--- EXERCISE 1 ---
Convert the records into a numbered list, covering everything from their first line down to the line containing "point(799, 275)", with both of those lines included and blank lines omitted.

--- SOURCE ---
################
The Remains of the Day by Kazuo Ishiguro – Review

Image result for kazuo ishiguro remains

“The evening’s the best part of the day. You’ve done your day’s work. Now you can put your feet up and enjoy it.”

A butler named Stevens is heading across post-World War II England to visit an old friend and offer her a job on his staff; this was supposed to be an uneventful trip. His sheltered worldview is challenged, however, as the stark reality that his country has changed without his consent looms on the horizon. New experiences lead to painful reflections on times past, while shame and confusion thicken like mist as the pages turn. The Remains of the Day uses a simple premise to disguise a journey into heavy themes of memory, regret, and love.

Stevens’ mind is a wandering thing, flitting between topics like a bird between trees; this gives a loose and unmanufactured feeling to the novel’s structure, while snippy, deliciously passive-aggressive dialogue keeps the tone light and makes it easy to breeze through despite heady themes. Serious conversation are undercut in accidentally hilarious ways by proto-typically English repression which characters must overcome just to express themselves.

There’s a truism saying it’s impossible to truly hate something you can empathise with, and this novel makes a good argument for it. Ishiguro makes a very difficult and stuck up character seem naive and lovable through masterful characterisation, showing how easy it is to confuse repression for dignity. Actions which could be viewed as despicable seem merely sad blunders by people no more malicious than the average man.

The certainties most novels offer are muddied through Ishiguro’s subtle deflation of the idea of memory as something that can always be trusted. Our protagonist’s recollections of the seemingly most important moments of his life are revealed to be faulty, a reflection of a time long past which has been muddied by the years in between; we are left wondering how ‘true’ this story really is.
################
Lines of data:
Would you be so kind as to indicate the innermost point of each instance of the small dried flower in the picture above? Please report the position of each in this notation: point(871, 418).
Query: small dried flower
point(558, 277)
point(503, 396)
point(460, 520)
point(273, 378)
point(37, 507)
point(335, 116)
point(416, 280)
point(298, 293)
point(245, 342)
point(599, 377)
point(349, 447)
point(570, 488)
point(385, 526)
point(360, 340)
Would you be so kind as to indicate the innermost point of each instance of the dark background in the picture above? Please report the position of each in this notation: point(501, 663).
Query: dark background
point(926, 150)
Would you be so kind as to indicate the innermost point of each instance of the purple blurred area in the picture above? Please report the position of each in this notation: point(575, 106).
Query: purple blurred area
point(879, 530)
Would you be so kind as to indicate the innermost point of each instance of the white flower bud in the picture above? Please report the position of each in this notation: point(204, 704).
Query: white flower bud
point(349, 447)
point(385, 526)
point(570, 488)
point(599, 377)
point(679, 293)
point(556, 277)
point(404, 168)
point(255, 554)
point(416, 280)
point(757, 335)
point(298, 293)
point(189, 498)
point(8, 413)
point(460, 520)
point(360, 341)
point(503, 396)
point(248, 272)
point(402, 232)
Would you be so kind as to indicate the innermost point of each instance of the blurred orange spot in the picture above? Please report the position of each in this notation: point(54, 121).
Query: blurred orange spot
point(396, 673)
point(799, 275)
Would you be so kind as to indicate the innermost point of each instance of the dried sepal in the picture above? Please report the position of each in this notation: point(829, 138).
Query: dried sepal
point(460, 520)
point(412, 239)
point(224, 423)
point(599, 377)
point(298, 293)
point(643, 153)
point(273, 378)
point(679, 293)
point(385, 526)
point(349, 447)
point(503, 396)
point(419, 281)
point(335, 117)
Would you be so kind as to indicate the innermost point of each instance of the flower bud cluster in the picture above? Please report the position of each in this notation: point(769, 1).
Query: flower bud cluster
################
--- EXERCISE 2 ---
Output everything in the review from "A butler named" down to "regret, and love.", reproducing the wording verbatim.

--- COMPLETE RESPONSE 1 ---
1. Would you be so kind as to indicate the innermost point of each instance of the small dried flower in the picture above? Please report the position of each in this notation: point(871, 418).
2. Query: small dried flower
3. point(558, 277)
4. point(503, 396)
5. point(460, 520)
6. point(273, 378)
7. point(37, 507)
8. point(335, 116)
9. point(416, 280)
10. point(298, 293)
11. point(245, 342)
12. point(599, 377)
13. point(349, 447)
14. point(570, 488)
15. point(385, 526)
16. point(360, 340)
17. Would you be so kind as to indicate the innermost point of each instance of the dark background in the picture above? Please report the position of each in this notation: point(501, 663).
18. Query: dark background
19. point(926, 150)
20. Would you be so kind as to indicate the innermost point of each instance of the purple blurred area in the picture above? Please report the position of each in this notation: point(575, 106).
21. Query: purple blurred area
22. point(879, 530)
23. Would you be so kind as to indicate the innermost point of each instance of the white flower bud in the picture above? Please report the position of each in this notation: point(204, 704).
24. Query: white flower bud
25. point(349, 447)
26. point(385, 526)
27. point(570, 488)
28. point(599, 377)
29. point(679, 293)
30. point(556, 277)
31. point(404, 168)
32. point(255, 554)
33. point(416, 280)
34. point(757, 335)
35. point(298, 293)
36. point(189, 498)
37. point(8, 413)
38. point(460, 520)
39. point(360, 341)
40. point(503, 396)
41. point(248, 272)
42. point(402, 232)
43. Would you be so kind as to indicate the innermost point of each instance of the blurred orange spot in the picture above? Please report the position of each in this notation: point(54, 121).
44. Query: blurred orange spot
45. point(396, 673)
46. point(799, 275)

--- COMPLETE RESPONSE 2 ---
A butler named Stevens is heading across post-World War II England to visit an old friend and offer her a job on his staff; this was supposed to be an uneventful trip. His sheltered worldview is challenged, however, as the stark reality that his country has changed without his consent looms on the horizon. New experiences lead to painful reflections on times past, while shame and confusion thicken like mist as the pages turn. The Remains of the Day uses a simple premise to disguise a journey into heavy themes of memory, regret, and love.